> [SUPPLIED PASSAGE]:

Costumed in a period-replicated tuxedo, O’Connor played a guest at a grand society ball hosted by the character Bertha Russell, who Fellowes concedes “is completely Alva [Vanderbilt]” in the first-season finale. Shot in the ornate Music Room at The Breakers, O’Connor says the12-hour day was hard — but rewarding — work.
It was also a full circle moment for the hobbyist thespian.
“When I was a kid, one winter at Astor’s Beechwood mansion, they had a Christmas show and I played one of John Astor’s grandkids, so it was fun to slip back into that Gilded Age era a few decades later,” he says.
Shooting for The Gilded Age turned out to be a family affair for O’Connor as much to his surprise, his older brother had been selected as an extra for the ball scene as well. “I said, ‘Wait, I thought I was the drama kid in the family!’” he laughs. At one point during filming, the O’Connor brothers flanked series stars Cynthia Nixon and Christine Baranski, but only the elder took the opportunity to chat up both Emmy and Tony award winners between takes.
However, the two brothers did make a post-production wager.
“My brother is also Mr. Competitive, so he was like, ‘Let’s see who gets more screen time in the end and the loser has to take the other one out to dinner at the Cooke House,’” O’Connor says. Much to his shock, he was one of the background people on the promotional posters and graphics leading up to the series debut on HBO. “So, I think by default, I win.
Big bucks for Newport
According to Rhode Island Film and TV Office Executive Director Steven Feinberg, HBO hired more than 1,200 Rhode Island workers for The Gilded Age’s first season, adding that union rates range from $37 to $72 an hour (“That’s for an eight-hour day — and they always go over,” he adds), plus the production used more than 500 local vendors. Keeping that momentum, Hocus Pocus 2 began shooting not too long after, creating even more opportunities for assistants, costumers, technicians and craftspeople.
It’s an economic home run for Feinberg, who recalls being 9 years old when an article about The Great Gatsby shooting in Newport was in the Sunday newspaper. He was in the car with his mother, who had the paper on her lap, and the article prompted a conversation about movies.
“And I looked out the window and said, ‘Maybe one day I’ll be in charge of all the movies in Rhode Island!’ Isn’t that weird?” he says with a small laugh. “Some days I go to work and I pinch myself.”
Feinberg knows firsthand not just the economic impact of filming in Newport, but the emotional one too, felt by behind-the-scenes folks and Hollywood glitterati alike. He was personally tasked by Robert Redford to share a letter, printed at the time in The Newport Daily News, the actor wrote soon after The Discovery wrapped which read:
I have had the privilege of working on two films in Newport, the first time in1974 with “The Great Gatsby” and most recently on the film, “The Discovery.”
I am grateful to have had the opportunity to become re-acquainted with the City and its people. I was pleasantly surprised that, some 40 years later, the City looks and feels almost exactly as it did when I first came here. I commend the community for the vision and care demonstrated to ensure for the preservation of its historical and culturally significant properties.
Finally, I was most appreciative of the hospitality extended to me and my colleagues during our stay in Newport. For me, the welcoming and warm spirit of the community will not soon be forgotten.
In July, during Lord Fellowes’ visit, Bob Shaw attended a dinner for Fellowes — also at the Marble House — where it hit him how extraordinary it is to shoot in Newport.
“Being in Marble House dining by candlelight — some of the details look kind of over the top and almost borderline garish in the day — [but] Marble House at night was just, people overuse the word ‘magical,’ but it truly was magical.”

> [PROMPT]: In the article about filming in Newport, how many Rhode Island workers did HBO hire for the first season of The Gilded Age? You won't need the entries for this.

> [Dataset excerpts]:
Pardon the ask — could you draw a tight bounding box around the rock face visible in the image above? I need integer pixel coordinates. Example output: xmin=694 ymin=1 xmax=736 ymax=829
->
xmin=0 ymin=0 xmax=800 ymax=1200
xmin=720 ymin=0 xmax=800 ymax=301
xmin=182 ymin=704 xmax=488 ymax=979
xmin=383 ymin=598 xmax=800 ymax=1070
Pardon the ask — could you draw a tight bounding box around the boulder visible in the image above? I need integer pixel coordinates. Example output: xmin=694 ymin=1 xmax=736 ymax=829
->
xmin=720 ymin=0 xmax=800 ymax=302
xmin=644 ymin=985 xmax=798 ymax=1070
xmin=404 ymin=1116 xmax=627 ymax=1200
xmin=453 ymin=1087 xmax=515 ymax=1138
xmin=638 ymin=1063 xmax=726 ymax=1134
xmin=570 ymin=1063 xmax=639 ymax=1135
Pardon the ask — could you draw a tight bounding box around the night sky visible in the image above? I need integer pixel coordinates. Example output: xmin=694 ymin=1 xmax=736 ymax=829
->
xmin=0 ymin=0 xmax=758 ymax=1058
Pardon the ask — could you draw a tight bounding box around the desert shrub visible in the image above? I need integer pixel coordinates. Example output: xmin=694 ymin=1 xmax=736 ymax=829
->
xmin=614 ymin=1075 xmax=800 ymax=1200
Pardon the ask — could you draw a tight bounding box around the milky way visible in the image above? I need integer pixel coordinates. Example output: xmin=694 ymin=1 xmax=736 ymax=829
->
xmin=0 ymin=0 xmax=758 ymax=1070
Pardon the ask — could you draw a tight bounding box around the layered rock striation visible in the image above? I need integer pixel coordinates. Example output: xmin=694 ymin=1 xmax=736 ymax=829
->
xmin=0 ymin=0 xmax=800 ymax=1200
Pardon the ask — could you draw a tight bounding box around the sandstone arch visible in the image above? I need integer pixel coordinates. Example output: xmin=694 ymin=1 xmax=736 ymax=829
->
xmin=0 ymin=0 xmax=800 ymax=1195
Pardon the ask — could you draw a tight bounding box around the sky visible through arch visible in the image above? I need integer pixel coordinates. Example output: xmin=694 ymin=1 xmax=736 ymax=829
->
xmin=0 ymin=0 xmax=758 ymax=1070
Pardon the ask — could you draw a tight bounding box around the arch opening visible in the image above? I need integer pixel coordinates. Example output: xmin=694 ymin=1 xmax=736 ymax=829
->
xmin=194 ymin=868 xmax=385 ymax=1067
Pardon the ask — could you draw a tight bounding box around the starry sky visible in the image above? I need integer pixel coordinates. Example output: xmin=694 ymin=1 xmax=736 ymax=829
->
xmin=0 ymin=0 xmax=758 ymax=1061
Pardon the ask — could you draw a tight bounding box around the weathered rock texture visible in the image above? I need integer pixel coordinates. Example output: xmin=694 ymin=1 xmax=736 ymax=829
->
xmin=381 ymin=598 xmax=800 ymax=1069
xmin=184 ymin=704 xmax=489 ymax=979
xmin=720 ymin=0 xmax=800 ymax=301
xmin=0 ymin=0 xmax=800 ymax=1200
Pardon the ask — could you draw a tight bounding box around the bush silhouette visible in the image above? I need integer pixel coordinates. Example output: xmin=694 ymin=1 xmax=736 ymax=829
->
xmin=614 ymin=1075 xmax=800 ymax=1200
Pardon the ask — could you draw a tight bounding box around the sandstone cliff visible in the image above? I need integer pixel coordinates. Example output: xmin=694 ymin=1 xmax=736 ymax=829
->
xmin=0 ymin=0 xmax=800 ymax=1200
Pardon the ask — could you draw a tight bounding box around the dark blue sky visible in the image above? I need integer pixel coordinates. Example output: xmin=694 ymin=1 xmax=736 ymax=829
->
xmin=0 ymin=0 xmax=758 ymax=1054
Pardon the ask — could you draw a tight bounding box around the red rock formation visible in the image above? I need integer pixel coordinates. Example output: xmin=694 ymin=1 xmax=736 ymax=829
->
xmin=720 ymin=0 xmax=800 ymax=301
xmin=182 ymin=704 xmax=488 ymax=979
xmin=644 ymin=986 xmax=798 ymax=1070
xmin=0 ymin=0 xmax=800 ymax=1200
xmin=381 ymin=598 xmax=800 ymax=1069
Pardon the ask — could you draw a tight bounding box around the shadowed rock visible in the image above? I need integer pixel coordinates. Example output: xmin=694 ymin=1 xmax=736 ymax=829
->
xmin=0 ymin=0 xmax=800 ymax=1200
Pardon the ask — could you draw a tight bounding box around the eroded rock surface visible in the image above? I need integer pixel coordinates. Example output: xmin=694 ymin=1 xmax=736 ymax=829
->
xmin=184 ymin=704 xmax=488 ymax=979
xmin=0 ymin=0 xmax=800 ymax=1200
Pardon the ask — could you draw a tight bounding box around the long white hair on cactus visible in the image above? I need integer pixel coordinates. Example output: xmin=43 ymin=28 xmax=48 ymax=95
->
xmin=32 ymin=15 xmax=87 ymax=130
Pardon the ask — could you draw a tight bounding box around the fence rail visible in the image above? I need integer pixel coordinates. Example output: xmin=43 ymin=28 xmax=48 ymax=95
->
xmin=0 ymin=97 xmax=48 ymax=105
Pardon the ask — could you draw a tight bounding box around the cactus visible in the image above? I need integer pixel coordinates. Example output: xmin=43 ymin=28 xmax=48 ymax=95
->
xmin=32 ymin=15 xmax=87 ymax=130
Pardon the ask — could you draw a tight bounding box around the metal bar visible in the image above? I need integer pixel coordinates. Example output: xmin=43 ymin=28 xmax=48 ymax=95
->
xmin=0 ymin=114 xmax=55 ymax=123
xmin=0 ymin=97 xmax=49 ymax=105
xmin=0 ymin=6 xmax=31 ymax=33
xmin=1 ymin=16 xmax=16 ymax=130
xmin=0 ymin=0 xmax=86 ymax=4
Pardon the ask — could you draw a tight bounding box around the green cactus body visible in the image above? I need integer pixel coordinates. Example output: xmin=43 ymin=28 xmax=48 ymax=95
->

> [ANSWER TO THE EXERCISE]: More than 1,200.